* DIRECTIONS
Beginning with the line where "the blue sky" occurs, transcribe every line exactly through the last line of the listing below, and no others.

-----

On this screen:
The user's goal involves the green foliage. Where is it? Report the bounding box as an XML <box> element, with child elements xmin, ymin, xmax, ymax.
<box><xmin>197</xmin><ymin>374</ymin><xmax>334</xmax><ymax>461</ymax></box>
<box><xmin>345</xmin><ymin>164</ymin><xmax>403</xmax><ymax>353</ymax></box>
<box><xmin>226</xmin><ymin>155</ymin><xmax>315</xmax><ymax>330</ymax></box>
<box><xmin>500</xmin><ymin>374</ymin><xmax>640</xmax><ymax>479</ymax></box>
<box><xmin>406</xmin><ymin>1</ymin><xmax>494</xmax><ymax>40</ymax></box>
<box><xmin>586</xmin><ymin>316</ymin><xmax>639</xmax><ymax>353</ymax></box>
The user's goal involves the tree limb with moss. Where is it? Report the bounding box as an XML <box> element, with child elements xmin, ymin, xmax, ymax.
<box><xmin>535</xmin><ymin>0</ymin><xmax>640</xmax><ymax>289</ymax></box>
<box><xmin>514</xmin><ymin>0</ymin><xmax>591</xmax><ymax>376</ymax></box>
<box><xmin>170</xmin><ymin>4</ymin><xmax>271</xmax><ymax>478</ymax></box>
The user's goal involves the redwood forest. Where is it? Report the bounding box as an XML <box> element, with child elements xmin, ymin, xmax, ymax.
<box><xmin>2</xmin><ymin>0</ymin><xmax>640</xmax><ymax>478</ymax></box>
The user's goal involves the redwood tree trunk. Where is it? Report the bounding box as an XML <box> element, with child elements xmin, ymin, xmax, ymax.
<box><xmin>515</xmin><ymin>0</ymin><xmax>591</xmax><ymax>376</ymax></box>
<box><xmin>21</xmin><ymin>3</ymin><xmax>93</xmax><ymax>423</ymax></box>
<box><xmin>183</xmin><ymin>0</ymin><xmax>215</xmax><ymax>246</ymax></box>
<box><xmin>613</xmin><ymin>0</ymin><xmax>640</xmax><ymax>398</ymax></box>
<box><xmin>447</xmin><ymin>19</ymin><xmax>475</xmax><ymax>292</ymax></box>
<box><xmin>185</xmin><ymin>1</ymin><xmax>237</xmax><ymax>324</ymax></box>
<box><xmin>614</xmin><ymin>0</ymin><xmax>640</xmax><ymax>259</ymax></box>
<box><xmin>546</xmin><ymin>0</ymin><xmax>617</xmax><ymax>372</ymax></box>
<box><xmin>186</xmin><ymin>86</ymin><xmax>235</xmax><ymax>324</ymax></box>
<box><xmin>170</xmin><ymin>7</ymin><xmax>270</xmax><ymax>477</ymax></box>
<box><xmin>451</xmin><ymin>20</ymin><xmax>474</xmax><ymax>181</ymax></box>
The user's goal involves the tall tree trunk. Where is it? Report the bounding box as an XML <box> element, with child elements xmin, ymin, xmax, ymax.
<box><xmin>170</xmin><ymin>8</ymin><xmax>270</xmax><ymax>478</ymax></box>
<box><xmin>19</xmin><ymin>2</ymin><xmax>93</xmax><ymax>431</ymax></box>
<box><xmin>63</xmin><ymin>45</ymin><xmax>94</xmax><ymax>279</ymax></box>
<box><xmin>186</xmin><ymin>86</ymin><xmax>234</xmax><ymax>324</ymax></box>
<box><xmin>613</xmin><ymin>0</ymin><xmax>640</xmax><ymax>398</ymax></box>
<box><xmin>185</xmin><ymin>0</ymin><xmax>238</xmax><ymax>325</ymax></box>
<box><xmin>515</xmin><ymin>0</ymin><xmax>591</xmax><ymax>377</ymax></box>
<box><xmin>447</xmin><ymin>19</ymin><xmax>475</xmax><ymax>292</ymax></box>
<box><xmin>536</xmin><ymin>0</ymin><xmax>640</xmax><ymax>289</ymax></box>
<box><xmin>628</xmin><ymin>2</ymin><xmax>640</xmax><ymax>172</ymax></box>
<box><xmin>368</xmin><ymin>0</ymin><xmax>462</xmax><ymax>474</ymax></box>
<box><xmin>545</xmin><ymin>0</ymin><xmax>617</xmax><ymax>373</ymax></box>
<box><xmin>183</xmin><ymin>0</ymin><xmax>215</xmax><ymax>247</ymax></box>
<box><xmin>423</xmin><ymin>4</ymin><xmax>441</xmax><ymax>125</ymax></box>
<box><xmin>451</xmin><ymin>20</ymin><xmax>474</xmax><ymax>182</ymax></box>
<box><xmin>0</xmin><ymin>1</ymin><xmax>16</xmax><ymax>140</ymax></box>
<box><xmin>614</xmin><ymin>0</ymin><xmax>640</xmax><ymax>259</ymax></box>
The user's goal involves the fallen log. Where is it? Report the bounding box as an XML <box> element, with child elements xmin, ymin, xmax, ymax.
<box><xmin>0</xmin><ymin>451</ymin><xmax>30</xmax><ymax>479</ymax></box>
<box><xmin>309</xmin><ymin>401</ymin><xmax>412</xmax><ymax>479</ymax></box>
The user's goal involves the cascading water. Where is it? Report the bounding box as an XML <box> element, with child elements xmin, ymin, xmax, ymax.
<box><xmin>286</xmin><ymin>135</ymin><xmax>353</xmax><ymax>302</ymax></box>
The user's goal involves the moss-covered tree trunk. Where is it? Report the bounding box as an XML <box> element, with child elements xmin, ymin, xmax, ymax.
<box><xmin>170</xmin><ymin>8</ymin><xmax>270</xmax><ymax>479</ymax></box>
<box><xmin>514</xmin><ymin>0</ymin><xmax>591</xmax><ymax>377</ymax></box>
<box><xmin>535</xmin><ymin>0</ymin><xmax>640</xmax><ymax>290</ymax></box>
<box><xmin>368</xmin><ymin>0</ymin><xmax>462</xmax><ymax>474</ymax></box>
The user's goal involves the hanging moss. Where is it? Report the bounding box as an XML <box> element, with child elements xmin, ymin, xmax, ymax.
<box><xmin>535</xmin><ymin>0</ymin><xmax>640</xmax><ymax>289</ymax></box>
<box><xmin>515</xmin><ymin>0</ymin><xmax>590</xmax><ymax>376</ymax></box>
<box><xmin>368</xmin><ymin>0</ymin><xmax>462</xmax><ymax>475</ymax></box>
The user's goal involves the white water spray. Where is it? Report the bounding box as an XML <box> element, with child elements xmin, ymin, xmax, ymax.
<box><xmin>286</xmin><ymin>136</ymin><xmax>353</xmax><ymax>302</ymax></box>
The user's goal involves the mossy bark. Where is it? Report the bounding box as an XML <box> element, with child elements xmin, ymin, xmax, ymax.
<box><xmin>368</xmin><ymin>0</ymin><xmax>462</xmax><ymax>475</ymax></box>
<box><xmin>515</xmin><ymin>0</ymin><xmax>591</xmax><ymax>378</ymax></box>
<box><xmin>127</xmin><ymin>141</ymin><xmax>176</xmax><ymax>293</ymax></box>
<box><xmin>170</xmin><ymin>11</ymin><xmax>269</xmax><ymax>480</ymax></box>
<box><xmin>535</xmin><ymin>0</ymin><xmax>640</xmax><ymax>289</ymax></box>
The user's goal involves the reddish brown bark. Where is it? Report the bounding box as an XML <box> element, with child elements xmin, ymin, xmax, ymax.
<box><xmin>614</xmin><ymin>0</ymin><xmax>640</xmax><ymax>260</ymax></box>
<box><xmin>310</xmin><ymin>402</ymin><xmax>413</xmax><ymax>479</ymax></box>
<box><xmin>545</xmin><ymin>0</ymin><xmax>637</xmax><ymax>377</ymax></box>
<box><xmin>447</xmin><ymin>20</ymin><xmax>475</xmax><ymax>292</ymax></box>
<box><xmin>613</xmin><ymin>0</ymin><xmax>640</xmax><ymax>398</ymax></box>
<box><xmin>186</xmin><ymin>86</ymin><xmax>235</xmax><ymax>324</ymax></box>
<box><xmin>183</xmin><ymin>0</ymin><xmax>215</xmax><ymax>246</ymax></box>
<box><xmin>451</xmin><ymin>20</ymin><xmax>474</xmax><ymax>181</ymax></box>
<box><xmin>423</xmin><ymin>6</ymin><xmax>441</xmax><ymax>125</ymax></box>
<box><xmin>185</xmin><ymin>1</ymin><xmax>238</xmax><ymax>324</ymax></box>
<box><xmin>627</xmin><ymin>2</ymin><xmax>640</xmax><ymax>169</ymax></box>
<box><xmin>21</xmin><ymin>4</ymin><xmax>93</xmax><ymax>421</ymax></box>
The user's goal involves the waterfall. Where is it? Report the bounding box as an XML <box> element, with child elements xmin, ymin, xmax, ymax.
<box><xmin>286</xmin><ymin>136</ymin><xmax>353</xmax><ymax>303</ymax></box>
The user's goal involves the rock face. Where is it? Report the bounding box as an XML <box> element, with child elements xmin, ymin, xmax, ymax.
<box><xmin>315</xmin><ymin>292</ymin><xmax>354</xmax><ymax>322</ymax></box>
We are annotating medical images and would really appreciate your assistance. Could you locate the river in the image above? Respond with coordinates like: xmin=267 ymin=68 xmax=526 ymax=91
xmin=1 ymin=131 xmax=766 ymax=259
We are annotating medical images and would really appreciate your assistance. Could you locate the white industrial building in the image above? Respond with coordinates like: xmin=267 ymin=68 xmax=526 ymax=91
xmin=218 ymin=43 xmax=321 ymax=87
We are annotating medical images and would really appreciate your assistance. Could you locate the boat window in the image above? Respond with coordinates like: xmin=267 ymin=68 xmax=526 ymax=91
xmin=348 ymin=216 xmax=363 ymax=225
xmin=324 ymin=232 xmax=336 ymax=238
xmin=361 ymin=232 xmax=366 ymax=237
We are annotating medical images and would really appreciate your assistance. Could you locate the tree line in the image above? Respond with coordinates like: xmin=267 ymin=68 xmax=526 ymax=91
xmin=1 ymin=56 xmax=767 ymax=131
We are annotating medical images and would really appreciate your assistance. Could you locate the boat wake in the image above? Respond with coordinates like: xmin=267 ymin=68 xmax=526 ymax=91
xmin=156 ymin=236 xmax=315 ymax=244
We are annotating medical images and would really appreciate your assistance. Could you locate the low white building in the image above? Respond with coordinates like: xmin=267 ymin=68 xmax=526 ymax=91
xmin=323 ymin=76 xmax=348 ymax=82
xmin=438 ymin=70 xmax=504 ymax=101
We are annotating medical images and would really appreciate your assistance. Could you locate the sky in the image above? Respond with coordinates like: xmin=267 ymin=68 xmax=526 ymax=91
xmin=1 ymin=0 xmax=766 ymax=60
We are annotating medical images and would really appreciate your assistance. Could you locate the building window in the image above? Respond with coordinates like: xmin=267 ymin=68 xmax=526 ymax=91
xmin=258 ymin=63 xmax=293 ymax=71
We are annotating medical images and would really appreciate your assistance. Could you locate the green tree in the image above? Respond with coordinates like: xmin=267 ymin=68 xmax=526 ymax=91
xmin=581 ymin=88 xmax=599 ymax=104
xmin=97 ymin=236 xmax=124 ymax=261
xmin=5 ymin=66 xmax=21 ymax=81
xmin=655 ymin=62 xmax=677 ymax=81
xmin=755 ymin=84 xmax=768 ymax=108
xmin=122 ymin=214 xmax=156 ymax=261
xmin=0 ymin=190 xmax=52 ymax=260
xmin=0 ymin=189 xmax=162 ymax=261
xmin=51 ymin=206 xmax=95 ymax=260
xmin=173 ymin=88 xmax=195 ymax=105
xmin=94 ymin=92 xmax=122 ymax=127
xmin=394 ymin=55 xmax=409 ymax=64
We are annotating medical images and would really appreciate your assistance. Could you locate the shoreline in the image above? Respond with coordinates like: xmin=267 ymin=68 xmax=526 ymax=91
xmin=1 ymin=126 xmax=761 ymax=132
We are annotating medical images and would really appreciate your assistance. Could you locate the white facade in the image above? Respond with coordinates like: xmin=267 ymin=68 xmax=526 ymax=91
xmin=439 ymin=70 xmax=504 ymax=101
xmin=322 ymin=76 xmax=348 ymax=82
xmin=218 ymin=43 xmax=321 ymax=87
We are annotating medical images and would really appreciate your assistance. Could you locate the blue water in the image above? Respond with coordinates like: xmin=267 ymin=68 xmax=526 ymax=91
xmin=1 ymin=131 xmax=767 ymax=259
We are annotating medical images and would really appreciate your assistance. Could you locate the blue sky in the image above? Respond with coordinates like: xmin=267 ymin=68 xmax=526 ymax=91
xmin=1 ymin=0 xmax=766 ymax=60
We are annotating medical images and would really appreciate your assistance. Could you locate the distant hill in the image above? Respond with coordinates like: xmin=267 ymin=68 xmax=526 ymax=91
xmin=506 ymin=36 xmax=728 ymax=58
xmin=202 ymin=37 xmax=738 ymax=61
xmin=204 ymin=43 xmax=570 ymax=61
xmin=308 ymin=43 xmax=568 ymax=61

-----

* RESPONSE AREA
We are annotating medical images and would really appreciate your assistance. Could you locate the blue sky in the image above? Respond with coordinates like: xmin=267 ymin=68 xmax=526 ymax=91
xmin=1 ymin=0 xmax=766 ymax=60
We are annotating medical images and would really appreciate your assistance. Could you locate the distant hill in the image above? Respond with coordinates like: xmin=267 ymin=68 xmax=526 ymax=91
xmin=506 ymin=36 xmax=728 ymax=58
xmin=202 ymin=37 xmax=738 ymax=61
xmin=204 ymin=43 xmax=570 ymax=61
xmin=308 ymin=43 xmax=568 ymax=61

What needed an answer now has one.